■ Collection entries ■
━━━━━━━━━━━━━━━━
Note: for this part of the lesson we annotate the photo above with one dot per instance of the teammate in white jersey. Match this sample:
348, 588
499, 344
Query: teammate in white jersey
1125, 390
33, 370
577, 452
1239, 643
━━━━━━━━━━━━━━━━
■ Task ■
Rewrite every line of the records above, changing "white jersey" to "red jersey" each time it appears and leaving everything else the same.

■ Response to this exercise ■
Note: for this part of the lesson we annotate the photo above with one dot per instance of the teammate in red jersey. Match this sample:
348, 588
499, 344
Query: teammate in red jersey
1125, 390
33, 370
577, 452
1239, 643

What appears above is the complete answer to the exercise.